Identify each line below that contains the string "brim", and copy every one of those lines in full.

-- Start of Supplied data --

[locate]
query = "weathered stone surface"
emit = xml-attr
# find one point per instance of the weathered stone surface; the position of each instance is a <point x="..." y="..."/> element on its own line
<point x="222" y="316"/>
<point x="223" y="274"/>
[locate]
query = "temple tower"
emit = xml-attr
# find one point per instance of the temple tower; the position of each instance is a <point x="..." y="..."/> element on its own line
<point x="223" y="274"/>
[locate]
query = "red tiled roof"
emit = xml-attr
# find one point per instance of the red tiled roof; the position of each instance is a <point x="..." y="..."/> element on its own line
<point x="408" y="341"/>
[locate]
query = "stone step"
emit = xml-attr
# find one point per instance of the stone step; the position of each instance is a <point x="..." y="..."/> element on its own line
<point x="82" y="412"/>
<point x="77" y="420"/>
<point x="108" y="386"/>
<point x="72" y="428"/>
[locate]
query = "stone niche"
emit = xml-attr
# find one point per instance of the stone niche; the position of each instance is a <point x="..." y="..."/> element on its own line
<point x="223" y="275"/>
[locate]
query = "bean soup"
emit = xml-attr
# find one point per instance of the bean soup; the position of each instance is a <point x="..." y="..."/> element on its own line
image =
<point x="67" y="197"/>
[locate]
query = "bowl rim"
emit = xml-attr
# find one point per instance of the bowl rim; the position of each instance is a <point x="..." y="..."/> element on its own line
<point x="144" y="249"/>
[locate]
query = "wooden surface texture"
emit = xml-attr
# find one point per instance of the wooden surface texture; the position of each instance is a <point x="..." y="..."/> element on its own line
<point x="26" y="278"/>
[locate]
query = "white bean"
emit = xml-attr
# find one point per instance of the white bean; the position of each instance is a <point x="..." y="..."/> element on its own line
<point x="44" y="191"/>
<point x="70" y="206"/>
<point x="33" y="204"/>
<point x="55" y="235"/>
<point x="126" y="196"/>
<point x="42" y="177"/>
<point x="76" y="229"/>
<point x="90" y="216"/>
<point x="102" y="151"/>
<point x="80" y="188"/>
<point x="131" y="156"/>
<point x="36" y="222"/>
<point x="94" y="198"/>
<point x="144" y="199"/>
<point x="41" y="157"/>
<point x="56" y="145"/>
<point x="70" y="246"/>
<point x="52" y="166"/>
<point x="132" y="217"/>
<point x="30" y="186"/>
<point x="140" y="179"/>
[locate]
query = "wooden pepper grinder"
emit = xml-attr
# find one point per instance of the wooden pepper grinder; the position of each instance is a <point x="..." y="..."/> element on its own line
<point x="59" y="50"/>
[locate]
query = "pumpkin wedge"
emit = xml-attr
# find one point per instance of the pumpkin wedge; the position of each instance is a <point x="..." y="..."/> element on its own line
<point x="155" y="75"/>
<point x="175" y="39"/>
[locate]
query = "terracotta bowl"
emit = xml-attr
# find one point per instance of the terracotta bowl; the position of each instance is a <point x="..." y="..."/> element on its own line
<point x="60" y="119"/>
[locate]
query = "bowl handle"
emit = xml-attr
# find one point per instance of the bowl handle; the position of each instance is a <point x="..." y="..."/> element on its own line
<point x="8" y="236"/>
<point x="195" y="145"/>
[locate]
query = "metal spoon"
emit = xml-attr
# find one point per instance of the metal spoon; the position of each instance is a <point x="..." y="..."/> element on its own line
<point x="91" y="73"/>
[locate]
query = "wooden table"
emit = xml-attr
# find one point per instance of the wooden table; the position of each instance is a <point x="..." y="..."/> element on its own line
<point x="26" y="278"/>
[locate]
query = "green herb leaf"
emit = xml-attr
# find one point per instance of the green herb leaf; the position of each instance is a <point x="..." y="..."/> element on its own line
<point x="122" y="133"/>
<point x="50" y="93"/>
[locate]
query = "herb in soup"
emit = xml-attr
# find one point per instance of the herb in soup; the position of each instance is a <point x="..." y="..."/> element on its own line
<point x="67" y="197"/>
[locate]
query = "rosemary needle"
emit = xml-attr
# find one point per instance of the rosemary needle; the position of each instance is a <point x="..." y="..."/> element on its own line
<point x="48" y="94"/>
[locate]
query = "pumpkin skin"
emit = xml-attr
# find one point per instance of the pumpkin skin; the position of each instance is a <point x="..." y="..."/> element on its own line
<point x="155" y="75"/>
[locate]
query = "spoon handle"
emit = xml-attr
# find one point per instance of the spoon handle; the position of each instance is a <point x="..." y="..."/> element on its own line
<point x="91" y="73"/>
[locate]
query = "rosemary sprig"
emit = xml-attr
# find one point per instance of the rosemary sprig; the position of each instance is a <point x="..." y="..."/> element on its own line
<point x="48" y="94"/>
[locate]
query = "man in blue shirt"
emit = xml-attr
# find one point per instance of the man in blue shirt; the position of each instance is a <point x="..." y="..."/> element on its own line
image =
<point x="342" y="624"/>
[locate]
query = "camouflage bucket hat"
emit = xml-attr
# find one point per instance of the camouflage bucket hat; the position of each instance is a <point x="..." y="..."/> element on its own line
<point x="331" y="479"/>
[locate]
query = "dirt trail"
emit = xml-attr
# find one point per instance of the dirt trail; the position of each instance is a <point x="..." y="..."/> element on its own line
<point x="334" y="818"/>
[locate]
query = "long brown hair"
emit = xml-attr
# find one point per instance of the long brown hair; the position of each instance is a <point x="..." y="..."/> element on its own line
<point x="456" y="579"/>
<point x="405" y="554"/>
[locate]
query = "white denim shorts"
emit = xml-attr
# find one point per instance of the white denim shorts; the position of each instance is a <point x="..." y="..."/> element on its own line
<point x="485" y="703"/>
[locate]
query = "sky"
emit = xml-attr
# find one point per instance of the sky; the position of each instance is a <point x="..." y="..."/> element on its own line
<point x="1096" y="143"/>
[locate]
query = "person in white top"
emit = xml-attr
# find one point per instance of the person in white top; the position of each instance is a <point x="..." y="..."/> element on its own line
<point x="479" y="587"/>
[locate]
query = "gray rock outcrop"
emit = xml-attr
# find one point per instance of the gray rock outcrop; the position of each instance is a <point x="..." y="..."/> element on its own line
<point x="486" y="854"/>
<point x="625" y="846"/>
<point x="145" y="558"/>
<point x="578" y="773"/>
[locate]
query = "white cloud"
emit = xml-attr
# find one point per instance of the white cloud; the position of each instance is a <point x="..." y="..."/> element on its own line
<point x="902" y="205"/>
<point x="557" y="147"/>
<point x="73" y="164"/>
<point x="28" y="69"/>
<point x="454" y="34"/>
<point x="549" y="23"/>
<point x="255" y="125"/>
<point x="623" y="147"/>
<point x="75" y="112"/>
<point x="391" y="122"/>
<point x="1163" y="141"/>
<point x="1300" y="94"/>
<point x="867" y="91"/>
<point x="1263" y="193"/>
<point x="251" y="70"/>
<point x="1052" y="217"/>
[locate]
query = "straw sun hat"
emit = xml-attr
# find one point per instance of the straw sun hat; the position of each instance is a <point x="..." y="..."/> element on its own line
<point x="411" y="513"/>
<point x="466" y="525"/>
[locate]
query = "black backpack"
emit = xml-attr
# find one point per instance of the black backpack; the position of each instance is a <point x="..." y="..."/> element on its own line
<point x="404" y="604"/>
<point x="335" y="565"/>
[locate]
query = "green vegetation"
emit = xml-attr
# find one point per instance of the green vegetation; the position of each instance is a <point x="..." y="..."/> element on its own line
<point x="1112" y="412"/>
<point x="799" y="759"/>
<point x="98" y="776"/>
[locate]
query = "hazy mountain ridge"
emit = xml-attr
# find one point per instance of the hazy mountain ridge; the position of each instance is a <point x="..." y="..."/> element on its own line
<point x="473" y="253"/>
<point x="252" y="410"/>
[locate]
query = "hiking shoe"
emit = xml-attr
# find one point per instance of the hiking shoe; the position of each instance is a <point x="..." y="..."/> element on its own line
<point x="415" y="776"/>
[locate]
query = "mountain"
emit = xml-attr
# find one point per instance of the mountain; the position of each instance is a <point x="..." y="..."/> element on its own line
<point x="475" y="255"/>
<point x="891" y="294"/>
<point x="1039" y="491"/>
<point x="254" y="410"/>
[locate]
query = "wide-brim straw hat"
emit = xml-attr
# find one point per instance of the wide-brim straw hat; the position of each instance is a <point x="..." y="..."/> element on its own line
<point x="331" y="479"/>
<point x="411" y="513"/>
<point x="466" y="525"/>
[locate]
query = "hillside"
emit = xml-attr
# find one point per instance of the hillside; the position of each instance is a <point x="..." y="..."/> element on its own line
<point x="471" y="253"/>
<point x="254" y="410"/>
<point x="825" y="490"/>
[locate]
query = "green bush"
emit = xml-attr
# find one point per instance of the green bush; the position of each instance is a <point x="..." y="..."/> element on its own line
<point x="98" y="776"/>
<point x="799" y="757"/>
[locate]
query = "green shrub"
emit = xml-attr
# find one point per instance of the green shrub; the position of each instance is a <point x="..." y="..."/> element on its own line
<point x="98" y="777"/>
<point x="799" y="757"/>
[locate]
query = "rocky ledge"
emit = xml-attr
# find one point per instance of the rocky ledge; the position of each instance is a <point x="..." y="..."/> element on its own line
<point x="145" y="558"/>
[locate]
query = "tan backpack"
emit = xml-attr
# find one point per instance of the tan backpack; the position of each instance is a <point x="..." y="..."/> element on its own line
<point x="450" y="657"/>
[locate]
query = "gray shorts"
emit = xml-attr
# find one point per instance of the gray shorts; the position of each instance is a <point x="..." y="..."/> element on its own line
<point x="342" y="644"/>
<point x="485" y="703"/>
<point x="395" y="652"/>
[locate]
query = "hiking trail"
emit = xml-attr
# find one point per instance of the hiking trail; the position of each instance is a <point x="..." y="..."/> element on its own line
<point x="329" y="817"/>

-- End of Supplied data --

_Response below_
query = "wide-brim straw hat"
# find one point per instance of the wide-brim straw hat; the position of each instance is a <point x="..." y="..."/> element on its own line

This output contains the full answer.